- _Short task_
Extend the essay below about Inalchuq and the 1218 Mongol caravan, picking up after its last sentence.

━━━━━ Excerpt ━━━━━

My first visceral reaction when I read about Hamas’s October 7, 2023 attack on Israel wasn’t what you might expect. In my mind, I immediately compared the mastermind, Yahya Simwar, to a 13th-Century man named Inalchuq. In the intervening 21 months, I kept coming back to this comparison. I’ve thought of sharing the reasons for this a few times, but have always drawn back from the idea because it’s problematic. Essentially, it’s hard to express without giving offense.
In the simplest formulation, there are only a few individuals, like Alexander the Great and Julius Caesar, who have ever lived who can be said to have changed the entire trajectory of history. Perhaps no one has even changed history more than Inalchuq. He did it by inciting Ghenghis Khan to turn his attention from China towards the West.
In 1218, the Mongol leader sent a commercial caravan led by an ambassador to the city of Otrar (modern day Kazakhstan) in the predominantly Muslim Khwarezmian Empire where Inalchuq served as governor. The goal was to establish commercial ties. Inalchuq responded by arresting the caravan and confiscating their goods.

━━━━━ Record set ━━━━━

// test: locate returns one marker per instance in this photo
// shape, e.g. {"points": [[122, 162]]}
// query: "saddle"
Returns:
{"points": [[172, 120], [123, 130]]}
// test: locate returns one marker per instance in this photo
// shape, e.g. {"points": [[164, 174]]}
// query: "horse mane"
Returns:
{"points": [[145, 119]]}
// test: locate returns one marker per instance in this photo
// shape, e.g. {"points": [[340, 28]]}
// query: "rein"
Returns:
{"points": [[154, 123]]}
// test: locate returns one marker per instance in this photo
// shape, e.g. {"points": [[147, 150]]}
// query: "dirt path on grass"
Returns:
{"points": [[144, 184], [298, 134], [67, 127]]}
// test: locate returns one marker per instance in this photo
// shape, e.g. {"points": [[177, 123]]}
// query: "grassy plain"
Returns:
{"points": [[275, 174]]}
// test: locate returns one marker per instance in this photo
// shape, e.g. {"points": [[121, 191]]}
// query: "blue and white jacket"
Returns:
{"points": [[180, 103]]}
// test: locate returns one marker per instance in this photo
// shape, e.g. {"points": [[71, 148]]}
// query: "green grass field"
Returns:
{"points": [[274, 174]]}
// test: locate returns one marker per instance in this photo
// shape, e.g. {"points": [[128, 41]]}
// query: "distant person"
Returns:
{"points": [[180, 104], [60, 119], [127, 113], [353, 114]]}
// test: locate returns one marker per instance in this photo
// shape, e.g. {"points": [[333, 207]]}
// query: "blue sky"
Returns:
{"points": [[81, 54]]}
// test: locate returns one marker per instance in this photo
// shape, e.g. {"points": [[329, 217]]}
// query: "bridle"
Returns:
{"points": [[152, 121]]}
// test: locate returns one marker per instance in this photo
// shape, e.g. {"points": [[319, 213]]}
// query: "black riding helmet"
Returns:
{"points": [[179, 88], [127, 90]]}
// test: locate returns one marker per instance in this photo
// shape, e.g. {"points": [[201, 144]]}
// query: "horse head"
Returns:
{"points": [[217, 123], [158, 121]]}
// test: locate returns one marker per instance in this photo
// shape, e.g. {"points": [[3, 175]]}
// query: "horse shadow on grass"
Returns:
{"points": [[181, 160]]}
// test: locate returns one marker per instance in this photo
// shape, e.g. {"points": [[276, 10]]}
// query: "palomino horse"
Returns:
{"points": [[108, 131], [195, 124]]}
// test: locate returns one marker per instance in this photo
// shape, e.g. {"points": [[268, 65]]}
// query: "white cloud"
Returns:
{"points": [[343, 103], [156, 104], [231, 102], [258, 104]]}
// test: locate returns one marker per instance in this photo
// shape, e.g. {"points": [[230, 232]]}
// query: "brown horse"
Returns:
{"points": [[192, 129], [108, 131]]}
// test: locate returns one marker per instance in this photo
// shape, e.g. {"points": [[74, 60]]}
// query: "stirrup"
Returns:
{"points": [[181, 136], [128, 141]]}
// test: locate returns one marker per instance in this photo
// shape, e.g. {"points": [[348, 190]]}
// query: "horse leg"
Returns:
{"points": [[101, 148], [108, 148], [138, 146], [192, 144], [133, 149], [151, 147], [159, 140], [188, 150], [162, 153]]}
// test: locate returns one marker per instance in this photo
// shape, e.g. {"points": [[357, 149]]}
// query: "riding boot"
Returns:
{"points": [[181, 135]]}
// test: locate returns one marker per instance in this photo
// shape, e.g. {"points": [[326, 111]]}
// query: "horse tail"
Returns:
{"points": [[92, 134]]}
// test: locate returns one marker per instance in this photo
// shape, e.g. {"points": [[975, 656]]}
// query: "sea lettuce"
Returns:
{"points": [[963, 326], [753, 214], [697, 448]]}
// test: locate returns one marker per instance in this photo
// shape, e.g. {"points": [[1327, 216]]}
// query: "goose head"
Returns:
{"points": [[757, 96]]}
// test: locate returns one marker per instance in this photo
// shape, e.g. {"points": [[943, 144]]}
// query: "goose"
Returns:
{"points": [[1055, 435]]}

━━━━━

- _Written answer_
Khan’s initial reaction was restrained. He sent a delegation of two Mongols and one Muslim to the leader of the Khwarezmian Empire, ‘Alā’ al-Din Muhammad II, with demands that Inalchuq be punished. Muhammed II responded by killing the Muslim and shaving the beards of the Mongols before sending them back. He then ordered the execution of the imprisoned caravan.
At that point, Khan changed his plans and invaded the Khwarezmian Empire. What followed has gone down as history’s most merciless sustained onslaught. Cities were leveled, their occupants slaughtered in the tens and hundreds of thousands. The Mongols did not stop their westward march until they were near Vienna. For centuries, Mongols dominated Central Asia, the Middle East and Russia. And it’s quite possible none of it would have happened if Inalchuq had just welcomed Ghenghis Khan’s caravan.
Of course, it’s possible Muhammed II could have mollified Khan, and he bears the bulk of the responsibility for how Khan reacted. In either case, however, the fundamental error was in attacking a much more powerful enemy. It didn’t just cause the destruction of the Khwarezmian Empire, it cost the lives of millions of people spanning half the globe. When I saw what Yahya Simwar had done to Israel, I anticipated a similar kind of trouble.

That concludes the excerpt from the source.